→ JOB:
Tally the lines in the material below that contain the string "item", matching case exactly. Give only the number.

→ EXERCISE MATERIALS:
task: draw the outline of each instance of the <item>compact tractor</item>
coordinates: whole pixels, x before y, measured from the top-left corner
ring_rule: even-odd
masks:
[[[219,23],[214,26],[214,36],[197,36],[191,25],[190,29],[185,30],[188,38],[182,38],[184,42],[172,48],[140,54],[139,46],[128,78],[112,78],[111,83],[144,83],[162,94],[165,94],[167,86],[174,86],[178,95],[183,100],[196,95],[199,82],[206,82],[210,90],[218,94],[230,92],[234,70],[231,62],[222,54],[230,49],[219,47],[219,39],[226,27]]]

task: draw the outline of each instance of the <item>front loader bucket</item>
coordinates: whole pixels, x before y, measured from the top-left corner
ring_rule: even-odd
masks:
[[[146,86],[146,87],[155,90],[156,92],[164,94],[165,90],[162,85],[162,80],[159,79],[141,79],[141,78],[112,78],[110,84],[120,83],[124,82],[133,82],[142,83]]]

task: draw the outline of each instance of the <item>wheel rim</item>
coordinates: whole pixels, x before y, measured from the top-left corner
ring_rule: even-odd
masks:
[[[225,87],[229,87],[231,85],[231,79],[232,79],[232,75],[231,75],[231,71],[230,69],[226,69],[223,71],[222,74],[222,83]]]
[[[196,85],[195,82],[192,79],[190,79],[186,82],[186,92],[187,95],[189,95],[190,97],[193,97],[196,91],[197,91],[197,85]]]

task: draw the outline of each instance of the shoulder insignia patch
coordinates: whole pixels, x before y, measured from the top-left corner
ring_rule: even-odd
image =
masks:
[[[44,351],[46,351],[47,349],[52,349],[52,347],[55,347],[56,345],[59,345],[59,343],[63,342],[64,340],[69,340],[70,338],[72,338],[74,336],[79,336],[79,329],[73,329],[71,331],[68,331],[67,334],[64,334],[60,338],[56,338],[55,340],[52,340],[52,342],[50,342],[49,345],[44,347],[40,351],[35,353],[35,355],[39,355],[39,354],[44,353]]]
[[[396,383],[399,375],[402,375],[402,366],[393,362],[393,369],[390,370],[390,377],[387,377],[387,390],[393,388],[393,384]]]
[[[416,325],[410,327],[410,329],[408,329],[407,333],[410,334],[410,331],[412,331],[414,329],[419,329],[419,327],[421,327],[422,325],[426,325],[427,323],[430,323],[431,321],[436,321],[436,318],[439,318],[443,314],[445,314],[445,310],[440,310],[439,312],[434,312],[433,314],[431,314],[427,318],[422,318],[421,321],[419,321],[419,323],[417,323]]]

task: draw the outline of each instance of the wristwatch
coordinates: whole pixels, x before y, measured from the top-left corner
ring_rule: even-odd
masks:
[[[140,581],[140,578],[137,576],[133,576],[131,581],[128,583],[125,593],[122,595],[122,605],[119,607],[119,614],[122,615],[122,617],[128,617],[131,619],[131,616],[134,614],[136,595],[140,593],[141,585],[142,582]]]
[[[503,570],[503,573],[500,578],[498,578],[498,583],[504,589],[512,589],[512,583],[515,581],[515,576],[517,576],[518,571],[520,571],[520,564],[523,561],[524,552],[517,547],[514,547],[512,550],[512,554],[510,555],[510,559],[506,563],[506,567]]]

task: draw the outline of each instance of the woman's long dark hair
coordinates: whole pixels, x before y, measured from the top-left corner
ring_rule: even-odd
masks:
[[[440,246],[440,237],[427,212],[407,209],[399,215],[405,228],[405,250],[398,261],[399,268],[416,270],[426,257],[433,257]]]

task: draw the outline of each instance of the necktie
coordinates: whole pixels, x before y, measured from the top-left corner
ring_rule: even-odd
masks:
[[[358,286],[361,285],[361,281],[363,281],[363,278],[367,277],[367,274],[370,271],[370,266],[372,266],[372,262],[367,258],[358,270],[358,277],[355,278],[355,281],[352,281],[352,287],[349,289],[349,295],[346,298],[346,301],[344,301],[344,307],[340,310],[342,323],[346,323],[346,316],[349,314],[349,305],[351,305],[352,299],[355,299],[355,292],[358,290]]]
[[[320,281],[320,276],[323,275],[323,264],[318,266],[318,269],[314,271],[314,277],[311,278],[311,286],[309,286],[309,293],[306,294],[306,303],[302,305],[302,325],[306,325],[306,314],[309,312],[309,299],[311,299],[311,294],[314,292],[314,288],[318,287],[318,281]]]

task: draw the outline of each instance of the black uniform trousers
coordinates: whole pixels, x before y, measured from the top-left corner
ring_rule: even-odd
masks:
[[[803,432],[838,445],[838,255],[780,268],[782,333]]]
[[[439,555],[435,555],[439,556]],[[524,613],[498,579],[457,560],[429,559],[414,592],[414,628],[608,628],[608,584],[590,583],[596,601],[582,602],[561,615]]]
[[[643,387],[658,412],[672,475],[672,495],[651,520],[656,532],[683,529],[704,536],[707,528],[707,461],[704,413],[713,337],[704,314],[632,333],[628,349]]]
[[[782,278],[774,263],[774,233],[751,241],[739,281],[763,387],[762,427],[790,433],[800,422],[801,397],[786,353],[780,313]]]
...
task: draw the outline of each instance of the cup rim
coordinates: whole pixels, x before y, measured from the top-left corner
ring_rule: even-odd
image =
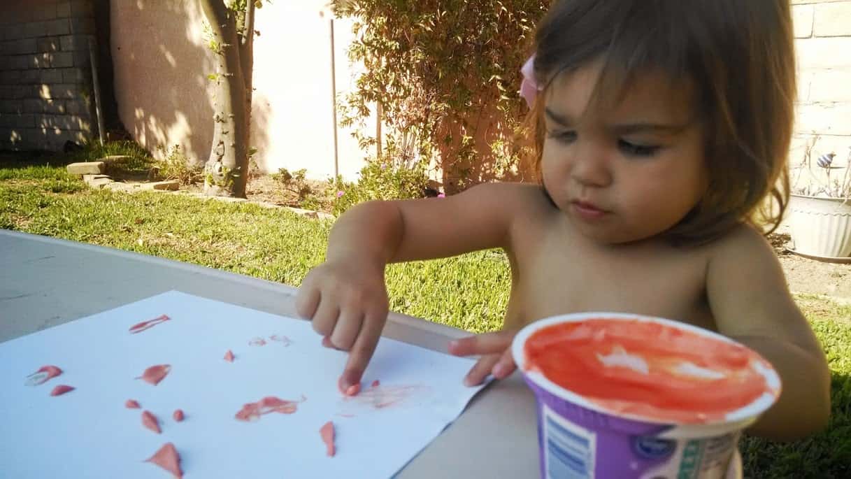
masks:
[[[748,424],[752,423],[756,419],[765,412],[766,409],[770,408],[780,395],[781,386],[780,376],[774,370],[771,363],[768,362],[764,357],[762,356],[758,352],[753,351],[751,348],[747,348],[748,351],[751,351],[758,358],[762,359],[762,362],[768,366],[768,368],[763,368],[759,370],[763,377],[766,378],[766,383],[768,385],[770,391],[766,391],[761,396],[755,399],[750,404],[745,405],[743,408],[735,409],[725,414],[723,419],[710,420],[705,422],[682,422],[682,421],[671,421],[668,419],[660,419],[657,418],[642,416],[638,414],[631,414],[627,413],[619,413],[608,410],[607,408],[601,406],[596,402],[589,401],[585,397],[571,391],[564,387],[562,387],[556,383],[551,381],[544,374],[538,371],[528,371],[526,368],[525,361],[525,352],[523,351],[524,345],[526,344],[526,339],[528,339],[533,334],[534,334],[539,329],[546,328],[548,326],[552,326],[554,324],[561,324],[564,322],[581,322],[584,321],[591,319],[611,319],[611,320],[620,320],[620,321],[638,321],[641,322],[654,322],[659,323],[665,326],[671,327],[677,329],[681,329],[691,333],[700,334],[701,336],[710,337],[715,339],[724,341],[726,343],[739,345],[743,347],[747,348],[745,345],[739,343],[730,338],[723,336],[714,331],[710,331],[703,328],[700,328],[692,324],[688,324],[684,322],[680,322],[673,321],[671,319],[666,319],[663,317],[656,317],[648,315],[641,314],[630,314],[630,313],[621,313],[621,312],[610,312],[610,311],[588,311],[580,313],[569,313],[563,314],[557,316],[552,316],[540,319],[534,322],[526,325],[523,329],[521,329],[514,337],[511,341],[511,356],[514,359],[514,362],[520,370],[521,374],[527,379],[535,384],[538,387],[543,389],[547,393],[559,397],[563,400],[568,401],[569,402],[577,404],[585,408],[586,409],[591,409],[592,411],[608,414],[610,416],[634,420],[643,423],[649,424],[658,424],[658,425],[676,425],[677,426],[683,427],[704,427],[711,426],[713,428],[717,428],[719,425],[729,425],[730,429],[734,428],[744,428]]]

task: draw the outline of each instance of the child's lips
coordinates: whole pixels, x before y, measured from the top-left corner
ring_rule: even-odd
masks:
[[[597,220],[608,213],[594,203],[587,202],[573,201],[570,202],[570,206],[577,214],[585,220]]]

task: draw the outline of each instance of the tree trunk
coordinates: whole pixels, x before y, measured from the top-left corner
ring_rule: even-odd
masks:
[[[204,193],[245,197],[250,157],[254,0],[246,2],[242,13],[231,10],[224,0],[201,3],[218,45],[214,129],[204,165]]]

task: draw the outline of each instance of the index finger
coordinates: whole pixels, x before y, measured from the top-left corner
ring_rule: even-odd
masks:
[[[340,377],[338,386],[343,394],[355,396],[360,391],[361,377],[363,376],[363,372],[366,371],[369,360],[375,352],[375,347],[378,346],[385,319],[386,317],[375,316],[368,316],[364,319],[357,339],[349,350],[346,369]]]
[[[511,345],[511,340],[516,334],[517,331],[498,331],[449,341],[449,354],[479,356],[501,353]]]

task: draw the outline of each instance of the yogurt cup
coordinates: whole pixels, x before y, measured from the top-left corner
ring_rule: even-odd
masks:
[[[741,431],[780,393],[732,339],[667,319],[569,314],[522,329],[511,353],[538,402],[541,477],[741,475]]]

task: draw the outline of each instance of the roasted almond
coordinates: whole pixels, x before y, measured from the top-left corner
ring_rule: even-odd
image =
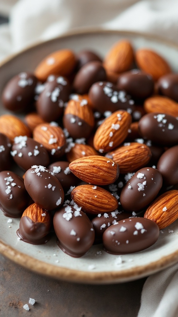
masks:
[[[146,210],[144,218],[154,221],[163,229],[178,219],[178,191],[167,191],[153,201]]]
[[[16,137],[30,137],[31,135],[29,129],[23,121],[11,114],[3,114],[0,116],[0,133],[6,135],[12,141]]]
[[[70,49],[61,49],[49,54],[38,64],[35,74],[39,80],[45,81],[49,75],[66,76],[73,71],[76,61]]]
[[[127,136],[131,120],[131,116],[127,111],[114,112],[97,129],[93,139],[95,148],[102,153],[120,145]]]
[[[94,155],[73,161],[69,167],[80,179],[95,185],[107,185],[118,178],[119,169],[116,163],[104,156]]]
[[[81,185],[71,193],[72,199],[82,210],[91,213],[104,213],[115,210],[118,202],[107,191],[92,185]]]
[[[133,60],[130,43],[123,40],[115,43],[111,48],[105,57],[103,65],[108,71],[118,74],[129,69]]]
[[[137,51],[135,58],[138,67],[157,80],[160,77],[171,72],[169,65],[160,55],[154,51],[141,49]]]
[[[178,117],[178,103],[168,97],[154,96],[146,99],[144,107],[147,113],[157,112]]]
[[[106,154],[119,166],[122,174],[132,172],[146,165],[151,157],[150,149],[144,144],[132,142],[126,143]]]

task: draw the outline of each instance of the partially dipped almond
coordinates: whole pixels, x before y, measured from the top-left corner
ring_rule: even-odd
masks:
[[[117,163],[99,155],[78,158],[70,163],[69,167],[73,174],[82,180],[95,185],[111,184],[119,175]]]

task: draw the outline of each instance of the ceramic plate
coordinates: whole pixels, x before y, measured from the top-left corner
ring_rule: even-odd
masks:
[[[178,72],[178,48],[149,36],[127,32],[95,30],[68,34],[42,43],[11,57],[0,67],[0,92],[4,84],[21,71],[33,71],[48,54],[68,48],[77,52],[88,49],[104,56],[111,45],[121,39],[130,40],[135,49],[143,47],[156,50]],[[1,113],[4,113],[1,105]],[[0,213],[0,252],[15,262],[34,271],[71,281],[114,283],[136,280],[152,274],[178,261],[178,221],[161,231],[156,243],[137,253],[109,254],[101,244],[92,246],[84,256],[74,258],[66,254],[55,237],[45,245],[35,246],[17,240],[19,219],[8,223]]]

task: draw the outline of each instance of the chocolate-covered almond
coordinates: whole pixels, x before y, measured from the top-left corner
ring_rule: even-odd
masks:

→ OUTPUT:
3